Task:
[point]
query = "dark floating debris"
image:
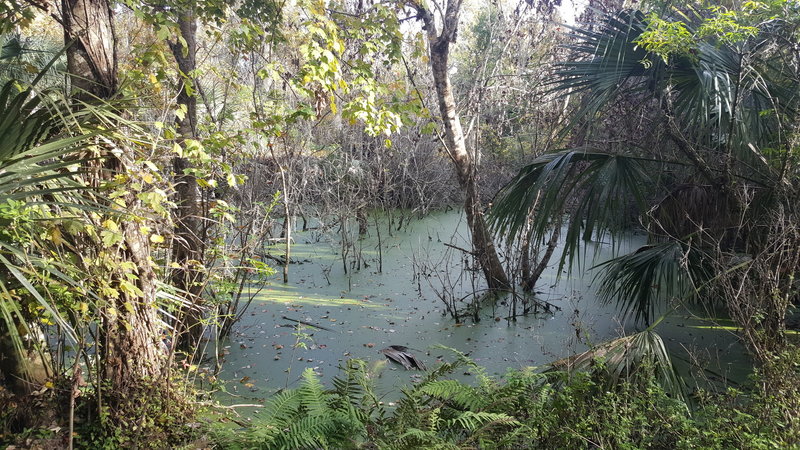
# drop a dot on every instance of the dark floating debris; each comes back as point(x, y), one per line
point(401, 355)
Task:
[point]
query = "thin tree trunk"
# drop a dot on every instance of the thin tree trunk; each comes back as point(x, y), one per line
point(187, 245)
point(130, 329)
point(464, 162)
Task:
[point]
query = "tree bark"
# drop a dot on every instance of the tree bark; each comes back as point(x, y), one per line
point(130, 330)
point(188, 240)
point(463, 160)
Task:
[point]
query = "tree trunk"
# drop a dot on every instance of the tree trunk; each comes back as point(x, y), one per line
point(130, 330)
point(464, 162)
point(188, 239)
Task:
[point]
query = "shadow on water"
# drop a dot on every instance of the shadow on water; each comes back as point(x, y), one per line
point(358, 313)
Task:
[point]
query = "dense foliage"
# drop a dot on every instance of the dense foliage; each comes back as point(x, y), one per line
point(150, 149)
point(523, 409)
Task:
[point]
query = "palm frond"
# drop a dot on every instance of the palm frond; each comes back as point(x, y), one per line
point(627, 358)
point(647, 278)
point(595, 188)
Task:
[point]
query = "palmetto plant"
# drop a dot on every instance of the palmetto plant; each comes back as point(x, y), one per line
point(38, 175)
point(714, 157)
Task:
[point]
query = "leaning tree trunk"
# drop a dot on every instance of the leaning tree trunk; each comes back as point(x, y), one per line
point(129, 338)
point(187, 245)
point(464, 162)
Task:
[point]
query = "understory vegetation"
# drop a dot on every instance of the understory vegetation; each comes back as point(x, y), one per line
point(157, 157)
point(522, 409)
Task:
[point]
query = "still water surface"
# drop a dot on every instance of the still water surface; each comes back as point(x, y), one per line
point(366, 310)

**Required task:** Render every line of the items above as a Markdown table with the columns "Row" and "Line," numbering the rows in order and leaving out blank lines and the pictures.

**Finished task:**
| Row | Line |
|---|---|
| 1 | Task: |
| 2 | [point] |
| 3 | query = "dark floating debris" |
| 4 | image: |
| 5 | # drop a dot on every instance of the dark floating debris; each comes back as point(x, y), one per line |
| 6 | point(401, 355) |
| 7 | Task: |
| 8 | [point] |
| 9 | query = "thin tree trunk" |
| 10 | # drop a dot on every instance of the thin tree trunk; each comes back as point(x, y), one per line |
| 11 | point(187, 245) |
| 12 | point(130, 329) |
| 13 | point(464, 162) |
| 14 | Task: |
| 15 | [point] |
| 16 | query = "tree bark" |
| 17 | # drop a dot on every instance of the tree bark; each comes back as point(x, y), one per line |
| 18 | point(130, 330) |
| 19 | point(188, 240) |
| 20 | point(463, 160) |
| 21 | Task: |
| 22 | [point] |
| 23 | query = "tree trunk" |
| 24 | # drop a dot on every instance of the tree trunk; each comes back as point(x, y), one per line |
| 25 | point(130, 330) |
| 26 | point(464, 162) |
| 27 | point(188, 239) |
| 28 | Task: |
| 29 | [point] |
| 30 | query = "shadow on water" |
| 31 | # drop a dot on every instance of the shadow on water; each comes back as point(x, y), one per line |
| 32 | point(358, 313) |
| 33 | Task: |
| 34 | [point] |
| 35 | query = "dense foliage" |
| 36 | # drop a dot on every instance of the dense foliage; each comes back as point(x, y), one per line |
| 37 | point(150, 149) |
| 38 | point(523, 409) |
| 39 | Task: |
| 40 | [point] |
| 41 | query = "palm frond" |
| 42 | # drop a dot on every instance of the palm frond; each comes back as point(x, y), one per line |
| 43 | point(627, 358) |
| 44 | point(647, 278) |
| 45 | point(595, 188) |
| 46 | Task: |
| 47 | [point] |
| 48 | query = "palmetto plant" |
| 49 | # drop a dot on every instance of the palmetto plant; each comes back as point(x, y), one per line |
| 50 | point(38, 175) |
| 51 | point(714, 157) |
| 52 | Task: |
| 53 | [point] |
| 54 | query = "leaning tree trunk" |
| 55 | # drop a dot on every instance of the leaning tree trunk; each comes back as point(x, y), one per line |
| 56 | point(129, 338) |
| 57 | point(187, 245) |
| 58 | point(464, 162) |
| 59 | Task: |
| 60 | [point] |
| 61 | query = "understory vegetation" |
| 62 | # drop a dot on every instance of the understory vegetation; each comes back as point(x, y), one per line |
| 63 | point(157, 157) |
| 64 | point(522, 409) |
| 65 | Task: |
| 66 | [point] |
| 67 | query = "still water surface" |
| 68 | # drop a dot on every instance of the still water surface; each comes back as point(x, y), one per line |
| 69 | point(366, 310) |